> Phrase grounding data:
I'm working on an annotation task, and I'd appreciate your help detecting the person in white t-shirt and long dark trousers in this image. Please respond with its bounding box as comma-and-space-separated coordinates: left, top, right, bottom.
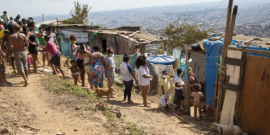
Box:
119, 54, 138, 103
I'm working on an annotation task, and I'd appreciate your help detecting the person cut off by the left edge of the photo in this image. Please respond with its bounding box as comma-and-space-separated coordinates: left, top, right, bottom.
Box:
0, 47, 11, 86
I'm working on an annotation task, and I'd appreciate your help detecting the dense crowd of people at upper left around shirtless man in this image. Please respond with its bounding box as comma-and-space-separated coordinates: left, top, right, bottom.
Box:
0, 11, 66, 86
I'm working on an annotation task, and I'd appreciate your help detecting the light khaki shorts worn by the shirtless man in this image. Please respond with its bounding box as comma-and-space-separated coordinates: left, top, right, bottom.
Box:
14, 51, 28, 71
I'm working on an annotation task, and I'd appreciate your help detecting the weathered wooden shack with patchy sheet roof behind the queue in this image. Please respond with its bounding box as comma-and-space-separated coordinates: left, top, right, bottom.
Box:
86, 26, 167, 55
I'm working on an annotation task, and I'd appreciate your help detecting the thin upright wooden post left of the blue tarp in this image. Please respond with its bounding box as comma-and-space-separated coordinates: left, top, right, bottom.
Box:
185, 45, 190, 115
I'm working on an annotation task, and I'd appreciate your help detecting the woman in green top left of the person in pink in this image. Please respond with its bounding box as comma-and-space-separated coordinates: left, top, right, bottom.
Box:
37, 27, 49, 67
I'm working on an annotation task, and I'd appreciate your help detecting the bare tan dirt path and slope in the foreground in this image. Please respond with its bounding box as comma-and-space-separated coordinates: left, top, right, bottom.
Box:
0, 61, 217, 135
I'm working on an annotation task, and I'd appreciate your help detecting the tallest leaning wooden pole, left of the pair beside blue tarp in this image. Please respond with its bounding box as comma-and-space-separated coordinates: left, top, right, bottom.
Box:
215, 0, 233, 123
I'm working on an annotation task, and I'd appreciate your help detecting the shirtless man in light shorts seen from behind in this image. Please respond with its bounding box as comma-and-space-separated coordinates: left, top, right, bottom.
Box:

> Directions:
Output the data above exactly. Drop every picture.

> Written answer:
I'm working on an annotation task, and I'd appreciate your help detecting the person in white t-shirt and long dark trousers in this image. Please respond with its bounding box as comma-and-space-separated coordinates: left, top, right, bottom.
Box:
119, 54, 138, 103
I'm working on an annotation task, and I'd appreciate your help detecting the person cut off by the left edge of the photo in this image. Please respond with its bounding box as comma-and-space-separated coordinates: left, top, right, bottom.
Box:
0, 47, 11, 86
I'm working on an annotation task, and I'd appreciate your help detecting the dense crowd of people at upper left around shirtless man in this image. Please respond with its bounding box as comma-and-space-separated coordinates: left, top, right, bottom.
Box:
0, 11, 66, 86
I'm working on an annotation task, and I'd appreciate your help detecting the light khaki shorts worn by the shirtless man in this image. Please respond with its bounding box as comma-and-space-separated coordinates: left, top, right, bottom.
Box:
14, 51, 28, 71
I'm working on an annotation task, and I'd appreciate your help detecting the weathered wooden shack with patchy sheet roof behind the queue in this image. Please respond with its bounding box as comma-and-space-separated coordinates: left, top, right, bottom.
Box:
86, 26, 167, 55
I'm working on an annotation task, and I'd appreciate your help detecting the thin upright wooden post left of the blue tarp in this image. Please respond with its bounding box as comma-and-space-separated coordinates: left, top, right, bottom.
Box:
185, 45, 190, 115
I'm working on an annotation task, and I'd appreciate your help detecting the woman in green top left of the person in pink in this image. Please respond with its bounding box as comma-and-space-separated coordinates: left, top, right, bottom.
Box:
37, 27, 49, 67
I'm working on an annotation task, and I'd appreciate your help detecting the bare tan dirt path and slope in the foreground in this image. Please respond with its bounding box as comma-and-space-separated coordinates: left, top, right, bottom.
Box:
0, 61, 217, 135
I'm working on an annotation task, and I'd appreciate your help detecting the tallest leaning wooden pole, left of the pair beside blue tarp in this image. Please respond with its bounding box as comma-and-space-separated coordinates: left, top, right, bottom.
Box:
215, 0, 233, 123
I'm working on an annotation task, and I'd appreciate your help detecting the shirtless man in light shorts seen from behind in this image. Please respond with its bounding box as comma-and-space-separated coordinates: left, top, right, bottom.
Box:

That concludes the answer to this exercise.